Request A: According to the source text on Penn's particle physics work, in what year did the B factory finish its last run?
Request B: Rewrite the stretch of the source text on Penn's particle physics work from "Penn has a very" through "theory with experiment.", swapping "membrane" for "brane".

Source text:
** START **

Two experiments with major Penn involvement have just finished data taking:
- The BaBar experiment at the PEP-II B meson factory at Stanford Linear Accelerator Center in California. Here 9 GeV electrons collide with 3 GeV positrons for a center of mass energy in the region of the Upsilon(4S) resonance for enhanced production of B meson pairs. This facility was constructed to study Charge Parity violation in the B meson system and to make precision measurements of the weak interaction decay of B mesons. The B factory began operation in 1999 and finished its last run in 2008.
- The Sudbury Neutrino Observatory in Ontario. The results from this facility have provided revolutionary insight into the properties of neutrinos and the core of the sun. The solar neutrinos produced by fusion interactions in the core of the sun are electron neutrinos. En route from the sun to the earth, these electron neutrinos change into other types of neutrinos. The direct evidence for solar neutrino transformation also indicates that neutrinos have mass. The facility began operating in 1999 and data taking was completed in 2006.
Penn has a very active and strong elementary particle physics theory group. The central thread is the unification of all interactions. This includes theoretical efforts in string and membrane theory, phenomenological studies of the electroweak interaction, and attempts to connect the fundamental theory with experiment.

** END **

Extracted information:
** START **

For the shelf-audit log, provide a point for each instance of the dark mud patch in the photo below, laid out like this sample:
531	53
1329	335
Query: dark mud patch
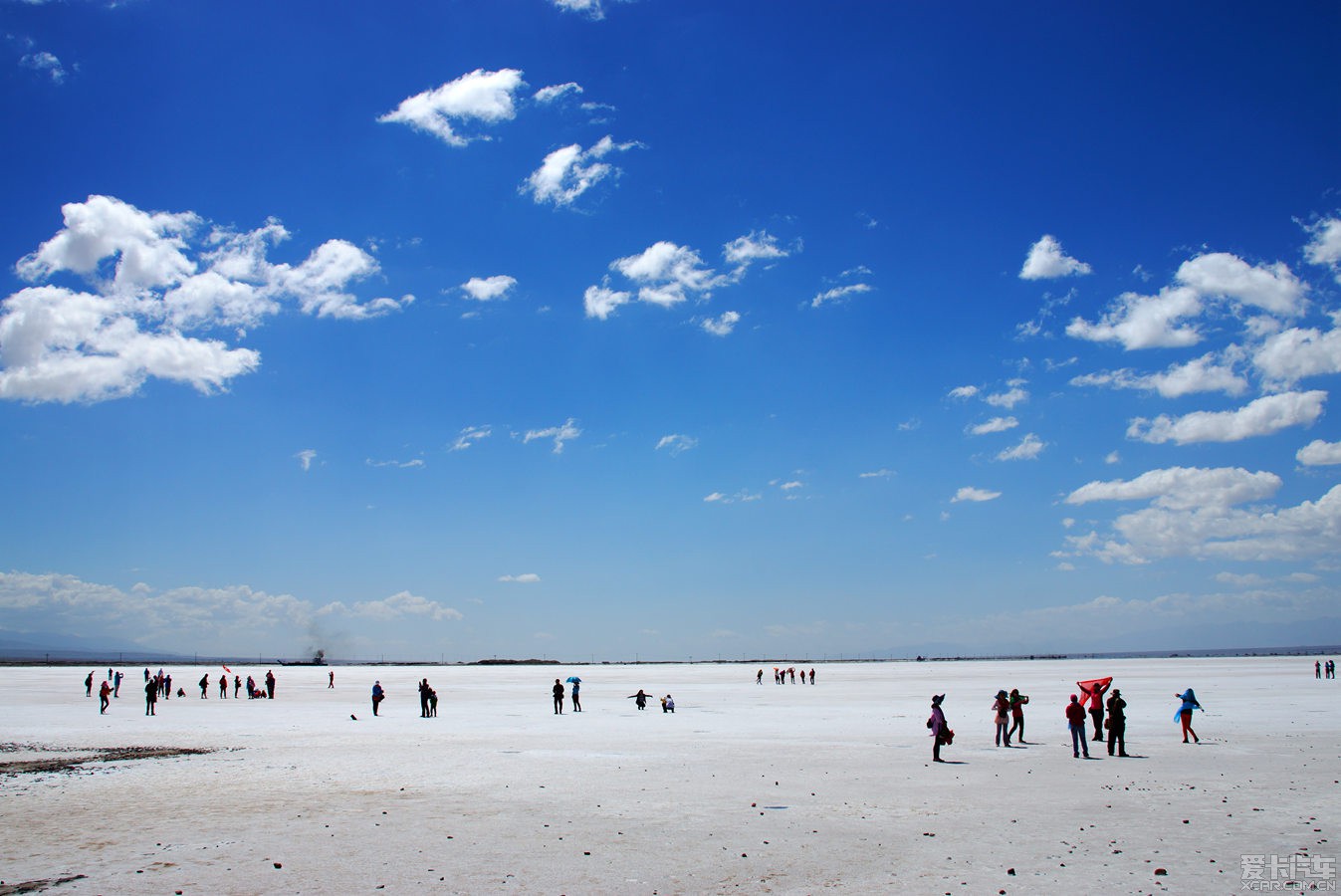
47	760
37	885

** END **

Full answer A: 2008

Full answer B:
Penn has a very active and strong elementary particle physics theory group. The central thread is the unification of all interactions. This includes theoretical efforts in string and brane theory, phenomenological studies of the electroweak interaction, and attempts to connect the fundamental theory with experiment.